Reprenez le texte sur Ibn Arabi et le professeur Abdelmadjid Méziane à sa dernière phrase, puis prolongez-le.

__Extrait choisi__
==*==
Avec ce qui précède, nous remarquons que, pour un livre écrit en arabe, par un auteur arabe, les commentaires qui en ont été faits l’ont été davantage dans les langues turque et persane. N’y a–t-il pas des notes en marge sur le commentaire d’El Kaïsari écrites par l’Ayatollah Khomeiny lui-même ?
Tous les célèbres mystiques perses tels que Farid Eddine El Attar (545 ou 550 / 1150 ou 1155 – 627 / 1230) portent l’empreinte du Cheïkh El Akbar. La réaction de l’Imam Al – Yafi’ et le récit de celle du Fqih Tayeb El M’Hadji prouvent, si besoin est, que le livre en question, le plus important de tous ceux écrits par le grand mystique andalou, doit être abordé avec un mélange homogène, équilibré et hautement dosé en connaissances ésotérique et exotérique et, à de très rares exceptions, ceux qui veulent s’attaquer à Wahdat al Wujûd, aujourd’hui, gagneraient à méditer cela.
Mais la mise de côté de tout sentiment d’infatuation avec un minimum de modestie et d’humilité sont, au préalable, nécessaires.
Et il y eut deux algériens : l’Emir Abd – El – Kader et un autre qui fut de toutes les rencontres internationales sur Ibn Arabi : le regretté professeur Abdelmadjid Méziane que nous avons eu le bonheur et la chance d’approcher : avec ses énormes connaissances, son exceptionnelle manière de communiquer, toujours teintée d’un zeste d’humour, il vous fait vivre toutes les époques dont vous voulez vous informer comme si vous y étiez.
Le père Chenu
Meziane Nous lui devons personnellement d’appréciables éclairages sur El Halladj, de judicieux conseils pour lire Ibn Arabi et une multitude de réponses à des questions sur le Hadith, sur l’Emir, sur l’Histoire de Mazouna, Tlemcen, Fès et tant et tant d’autres. Nous nous rappelons qu’un jour, ayant eu des difficultés à suivre le cheminement du style d’un auteur français contemporain, Bruno Etienne, dans son livre tendancieux « l’Islamisme radical », nous l’avons questionné sur la démarche de cet auteur. Sa réponse a tenu en un seul mot et tout s’était miraculeusement éclairé.
Comment rendre justice à cet esprit universel d’avoir, en tant que Président de la Fédération FLN du Maroc, convaincu le Révérend Père Chenu, dans une rencontre secrète à Genève, que l’Eglise française avait une opportunité unique de rattraper les erreurs commises par des hommes de culte qui avaient, en leur temps, béni les colonisations, en apportant son soutien aux hommes qui se battaient pour la libération de leur pays après avoir, certes malgré eux, libéré le sien et replanter les bases du vrai dialogue des religions entrepris avant lui par l’Emir ?
==*==
__Données fournies__
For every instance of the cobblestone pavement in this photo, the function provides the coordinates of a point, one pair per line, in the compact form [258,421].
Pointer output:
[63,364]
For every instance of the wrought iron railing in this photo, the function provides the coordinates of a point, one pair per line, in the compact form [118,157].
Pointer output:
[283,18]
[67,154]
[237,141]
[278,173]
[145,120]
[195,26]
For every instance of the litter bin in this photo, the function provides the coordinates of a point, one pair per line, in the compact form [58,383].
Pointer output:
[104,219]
==*==
__Réponse proposée__
D’avoir, en tant que Ministre de la Culture au début des années quatre-vingts, inondé le pays de livres où tous les courants de pensée étaient représentés à travers des ouvrages de haute qualité et pris l’initiative d’éditer en fac- similé « Kitab El Maouaquif » ainsi que ce qu’il a lui-même titré d’ « Autobiographie de l’Emir » ?
Sans l’introduction du Professeur Méziane à cette autobiographie, elle serait assez difficile à lire. Pourquoi ? Ce livre est une réponse à une demande adressée par des Évêques à l’Emir entre le 20 et 23 avril 1848 (15 Joumada II 1264) alors qu’il était détenu à Toulon.
L’Emir leur a répondu dans « leur arabe ». Magnanimité, modestie et humilité obligent ! Le Professeur Méziane a apporté un incontournable éclairage et a même expliqué le sens de certains « mots » usités par l’Emir rendant le manuscrit accessible au plus grand nombre. Pour clore, momentanément, la discussion sur cet homme exceptionnel, nous nous limiterons à rappeler que quelques jours seulement après son investiture ministérielle, nous lui avons demandé : « Si on exigeait de chaque ministre un slogan pour son département quel serait le vôtre ? » Il nous répondit : « Défolkloriser la culture ». Réponse qui mêle la vraie connaissance à la rare excellence !
Tout ce que nous venons d’écrire sur la difficulté qu’il y a présentement à approcher l’œuvre d’Ibn Arabi et particulièrement ses « Fusûs » c’est pour répondre au conférencier sur son intervention du 23 novembre 2004 qu’il basa sur « les Maouaquif » de l’Emir.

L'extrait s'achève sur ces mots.